WHAT TO DO: Please print every line of the listing, unchanged.
....................
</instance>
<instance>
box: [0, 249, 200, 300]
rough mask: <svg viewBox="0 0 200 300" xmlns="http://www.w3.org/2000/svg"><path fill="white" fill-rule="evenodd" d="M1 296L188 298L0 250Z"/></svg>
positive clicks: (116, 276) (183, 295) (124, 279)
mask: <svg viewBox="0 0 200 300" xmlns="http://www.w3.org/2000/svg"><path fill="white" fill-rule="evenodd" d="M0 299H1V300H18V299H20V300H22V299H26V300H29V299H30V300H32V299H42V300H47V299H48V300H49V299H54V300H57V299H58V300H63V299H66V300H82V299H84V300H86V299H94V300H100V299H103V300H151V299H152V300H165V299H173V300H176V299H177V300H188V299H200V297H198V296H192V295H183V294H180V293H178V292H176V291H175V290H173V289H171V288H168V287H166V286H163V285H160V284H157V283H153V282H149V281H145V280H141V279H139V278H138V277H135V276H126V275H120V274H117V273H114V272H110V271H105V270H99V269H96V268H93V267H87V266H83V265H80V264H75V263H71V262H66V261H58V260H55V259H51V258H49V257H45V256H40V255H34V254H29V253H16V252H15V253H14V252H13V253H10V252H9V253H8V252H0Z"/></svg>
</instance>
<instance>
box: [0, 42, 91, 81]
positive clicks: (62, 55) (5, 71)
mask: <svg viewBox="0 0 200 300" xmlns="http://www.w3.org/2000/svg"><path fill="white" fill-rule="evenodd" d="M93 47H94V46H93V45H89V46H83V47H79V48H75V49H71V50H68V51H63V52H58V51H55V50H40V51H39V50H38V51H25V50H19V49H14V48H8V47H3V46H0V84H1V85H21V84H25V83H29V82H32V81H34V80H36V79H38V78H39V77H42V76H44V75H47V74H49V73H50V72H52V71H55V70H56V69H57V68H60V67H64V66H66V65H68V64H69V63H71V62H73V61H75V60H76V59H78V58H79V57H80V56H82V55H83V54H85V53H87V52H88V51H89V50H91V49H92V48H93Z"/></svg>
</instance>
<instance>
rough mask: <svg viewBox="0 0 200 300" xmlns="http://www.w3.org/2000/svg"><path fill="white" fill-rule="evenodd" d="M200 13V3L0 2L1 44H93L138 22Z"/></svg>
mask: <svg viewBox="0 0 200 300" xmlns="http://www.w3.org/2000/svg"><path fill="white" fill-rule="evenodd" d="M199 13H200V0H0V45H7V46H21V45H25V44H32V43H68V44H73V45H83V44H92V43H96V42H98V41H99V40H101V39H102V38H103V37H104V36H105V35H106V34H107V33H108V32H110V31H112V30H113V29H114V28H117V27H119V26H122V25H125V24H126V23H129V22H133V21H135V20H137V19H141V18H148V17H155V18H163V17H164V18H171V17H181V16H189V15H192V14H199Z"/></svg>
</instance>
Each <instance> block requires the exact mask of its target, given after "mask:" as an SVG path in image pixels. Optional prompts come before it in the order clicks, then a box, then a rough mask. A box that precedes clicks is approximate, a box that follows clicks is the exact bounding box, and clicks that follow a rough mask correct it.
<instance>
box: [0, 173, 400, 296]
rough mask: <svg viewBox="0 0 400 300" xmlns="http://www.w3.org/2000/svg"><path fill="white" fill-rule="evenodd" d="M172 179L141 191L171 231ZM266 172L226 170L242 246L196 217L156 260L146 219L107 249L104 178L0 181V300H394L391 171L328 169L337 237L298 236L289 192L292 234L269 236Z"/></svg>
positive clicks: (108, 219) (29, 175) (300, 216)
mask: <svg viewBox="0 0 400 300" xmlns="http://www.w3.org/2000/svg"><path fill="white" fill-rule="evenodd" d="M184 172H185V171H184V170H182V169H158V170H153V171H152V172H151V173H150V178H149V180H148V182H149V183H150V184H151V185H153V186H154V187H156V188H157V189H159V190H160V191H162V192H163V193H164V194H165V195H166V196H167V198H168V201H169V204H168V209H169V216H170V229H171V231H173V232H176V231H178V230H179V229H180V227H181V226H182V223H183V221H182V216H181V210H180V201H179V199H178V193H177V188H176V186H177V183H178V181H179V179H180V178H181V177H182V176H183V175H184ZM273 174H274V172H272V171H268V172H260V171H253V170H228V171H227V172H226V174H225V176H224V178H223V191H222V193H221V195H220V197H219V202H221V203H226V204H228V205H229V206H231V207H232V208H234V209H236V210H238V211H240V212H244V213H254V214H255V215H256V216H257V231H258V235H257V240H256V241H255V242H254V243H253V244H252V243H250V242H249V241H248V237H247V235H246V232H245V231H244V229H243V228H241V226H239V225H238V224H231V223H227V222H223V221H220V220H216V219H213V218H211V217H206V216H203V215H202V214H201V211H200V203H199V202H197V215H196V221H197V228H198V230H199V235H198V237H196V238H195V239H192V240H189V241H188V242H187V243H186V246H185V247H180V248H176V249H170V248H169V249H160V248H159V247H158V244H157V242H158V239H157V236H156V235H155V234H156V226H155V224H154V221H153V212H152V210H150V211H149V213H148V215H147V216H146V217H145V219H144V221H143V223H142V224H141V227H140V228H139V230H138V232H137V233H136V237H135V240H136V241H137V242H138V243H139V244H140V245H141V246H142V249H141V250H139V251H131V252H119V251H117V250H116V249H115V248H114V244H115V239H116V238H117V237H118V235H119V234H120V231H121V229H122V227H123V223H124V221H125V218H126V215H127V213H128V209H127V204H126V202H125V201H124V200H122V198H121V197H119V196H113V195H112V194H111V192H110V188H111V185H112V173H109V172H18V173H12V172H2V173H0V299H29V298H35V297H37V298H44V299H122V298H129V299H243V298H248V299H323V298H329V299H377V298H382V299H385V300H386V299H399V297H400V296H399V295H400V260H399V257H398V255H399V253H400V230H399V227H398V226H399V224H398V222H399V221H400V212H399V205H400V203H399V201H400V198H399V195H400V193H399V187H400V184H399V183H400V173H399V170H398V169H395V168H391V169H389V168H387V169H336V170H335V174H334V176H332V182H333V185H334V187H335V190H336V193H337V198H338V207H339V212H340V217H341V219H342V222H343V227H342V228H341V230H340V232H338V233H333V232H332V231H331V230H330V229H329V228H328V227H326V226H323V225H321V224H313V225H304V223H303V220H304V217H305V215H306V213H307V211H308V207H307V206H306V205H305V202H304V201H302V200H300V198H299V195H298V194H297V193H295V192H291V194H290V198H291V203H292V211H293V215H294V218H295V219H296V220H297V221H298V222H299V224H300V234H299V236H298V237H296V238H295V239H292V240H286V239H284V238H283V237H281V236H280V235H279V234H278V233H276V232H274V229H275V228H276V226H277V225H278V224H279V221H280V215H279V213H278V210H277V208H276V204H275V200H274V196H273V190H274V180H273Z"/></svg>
....................
FINISHED TASK:
</instance>
<instance>
box: [0, 249, 200, 300]
rough mask: <svg viewBox="0 0 200 300" xmlns="http://www.w3.org/2000/svg"><path fill="white" fill-rule="evenodd" d="M1 296L188 298L0 250Z"/></svg>
positive clicks: (116, 276) (183, 295) (124, 279)
mask: <svg viewBox="0 0 200 300" xmlns="http://www.w3.org/2000/svg"><path fill="white" fill-rule="evenodd" d="M0 299H1V300H18V299H20V300H22V299H26V300H29V299H30V300H32V299H42V300H47V299H48V300H49V299H54V300H57V299H58V300H63V299H66V300H82V299H84V300H86V299H94V300H100V299H103V300H151V299H152V300H165V299H173V300H176V299H177V300H188V299H200V297H198V296H192V295H183V294H180V293H178V292H176V291H175V290H173V289H171V288H168V287H166V286H163V285H160V284H157V283H153V282H149V281H145V280H141V279H139V278H138V277H135V276H126V275H120V274H117V273H114V272H110V271H105V270H99V269H96V268H93V267H87V266H83V265H80V264H75V263H71V262H66V261H58V260H55V259H51V258H49V257H45V256H40V255H34V254H29V253H16V252H15V253H14V252H13V253H10V252H9V253H8V252H0Z"/></svg>
</instance>
<instance>
box: [0, 42, 91, 81]
positive clicks: (62, 55) (5, 71)
mask: <svg viewBox="0 0 200 300" xmlns="http://www.w3.org/2000/svg"><path fill="white" fill-rule="evenodd" d="M93 47H94V46H93V45H89V46H83V47H79V48H75V49H71V50H68V51H63V52H58V51H55V50H40V51H39V50H38V51H25V50H19V49H14V48H8V47H3V46H0V84H1V85H21V84H25V83H29V82H32V81H34V80H36V79H38V78H39V77H42V76H44V75H47V74H49V73H50V72H52V71H55V70H56V69H57V68H60V67H64V66H66V65H68V64H69V63H71V62H73V61H75V60H76V59H78V58H79V57H80V56H82V55H83V54H85V53H87V52H88V51H89V50H91V49H92V48H93Z"/></svg>
</instance>
<instance>
rough mask: <svg viewBox="0 0 200 300" xmlns="http://www.w3.org/2000/svg"><path fill="white" fill-rule="evenodd" d="M200 13V3L0 2L1 44H93L138 22Z"/></svg>
mask: <svg viewBox="0 0 200 300" xmlns="http://www.w3.org/2000/svg"><path fill="white" fill-rule="evenodd" d="M199 13H200V0H0V45H7V46H21V45H25V44H32V43H68V44H73V45H83V44H92V43H96V42H98V41H99V40H101V39H102V38H103V37H104V36H105V35H106V34H107V33H108V32H110V31H112V30H113V29H114V28H117V27H119V26H122V25H125V24H126V23H129V22H133V21H135V20H137V19H141V18H148V17H155V18H163V17H164V18H171V17H181V16H189V15H192V14H199Z"/></svg>
</instance>
Each <instance> block requires the exact mask of its target, given after "mask:" as an SVG path in image pixels. Optional prompts come before it in the order clicks, then a box, then a rough mask. A box that precedes clicks is approximate, a box that follows clicks is the exact bounding box, and clicks that follow a rough mask correct it.
<instance>
box: [0, 173, 400, 296]
rough mask: <svg viewBox="0 0 400 300" xmlns="http://www.w3.org/2000/svg"><path fill="white" fill-rule="evenodd" d="M172 179L141 191L171 231ZM266 172L226 170L242 246L196 217L156 260L146 219L107 249L104 178L0 181V300H394L391 171L328 169L337 237L298 236L289 192L292 234L269 236Z"/></svg>
positive clicks: (108, 219) (29, 175) (300, 216)
mask: <svg viewBox="0 0 400 300" xmlns="http://www.w3.org/2000/svg"><path fill="white" fill-rule="evenodd" d="M184 172H185V171H184V170H182V169H158V170H153V171H152V172H151V173H150V178H149V180H148V182H149V183H150V184H151V185H153V186H154V187H156V188H157V189H159V190H160V191H162V192H163V193H164V194H165V195H166V196H167V198H168V201H169V204H168V209H169V216H170V229H171V231H173V232H176V231H178V230H179V229H180V227H181V226H182V223H183V221H182V216H181V210H180V201H179V199H178V193H177V188H176V186H177V183H178V181H179V179H180V178H181V177H182V176H183V175H184ZM273 174H274V172H272V171H268V172H260V171H253V170H228V171H227V172H226V174H225V176H224V178H223V191H222V193H221V195H220V197H219V202H221V203H226V204H228V205H229V206H231V207H232V208H234V209H236V210H238V211H240V212H244V213H254V214H255V215H256V216H257V231H258V235H257V240H256V241H255V242H254V243H253V244H252V243H250V242H249V241H248V237H247V235H246V232H245V231H244V229H243V228H241V226H239V225H238V224H231V223H227V222H223V221H220V220H216V219H213V218H211V217H206V216H203V215H202V214H201V211H200V203H199V202H197V215H196V221H197V228H198V230H199V235H198V237H196V238H195V239H192V240H189V241H188V242H187V243H186V246H185V247H180V248H176V249H170V248H169V249H160V248H159V247H158V244H157V242H158V239H157V236H156V235H155V234H156V226H155V224H154V221H153V212H152V210H150V211H149V213H148V215H147V216H146V217H145V219H144V221H143V223H142V224H141V227H140V228H139V230H138V232H137V233H136V237H135V240H136V241H137V242H138V243H139V244H140V245H141V246H142V249H141V250H139V251H131V252H119V251H117V250H116V249H115V248H114V244H115V239H116V238H117V237H118V235H119V234H120V231H121V229H122V227H123V223H124V221H125V218H126V215H127V213H128V209H127V204H126V202H125V201H124V200H122V198H121V197H119V196H113V195H112V194H111V192H110V188H111V185H112V173H109V172H18V173H12V172H2V173H0V299H29V298H35V297H37V298H44V299H122V298H129V299H243V298H248V299H323V298H329V299H377V298H382V299H385V300H386V299H399V297H400V296H399V295H400V260H399V257H398V255H399V253H400V230H399V227H398V226H399V224H398V222H399V221H400V212H399V205H400V203H399V201H400V198H399V195H400V193H399V187H400V184H399V183H400V173H399V170H398V169H395V168H391V169H389V168H387V169H336V170H335V174H334V176H332V182H333V185H334V187H335V190H336V193H337V198H338V207H339V212H340V217H341V219H342V222H343V227H342V228H341V230H340V232H338V233H333V232H332V231H331V230H330V229H329V228H328V227H326V226H323V225H321V224H313V225H304V223H303V220H304V217H305V215H306V213H307V211H308V207H307V206H306V205H305V202H304V201H302V200H300V198H299V195H298V194H297V193H295V192H291V194H290V198H291V203H292V211H293V215H294V218H295V219H296V220H297V221H298V222H299V224H300V234H299V236H298V237H296V238H295V239H292V240H286V239H284V238H283V237H281V236H280V235H279V234H278V233H276V232H274V229H275V228H276V226H277V225H278V224H279V221H280V215H279V213H278V210H277V208H276V204H275V200H274V196H273V190H274V180H273Z"/></svg>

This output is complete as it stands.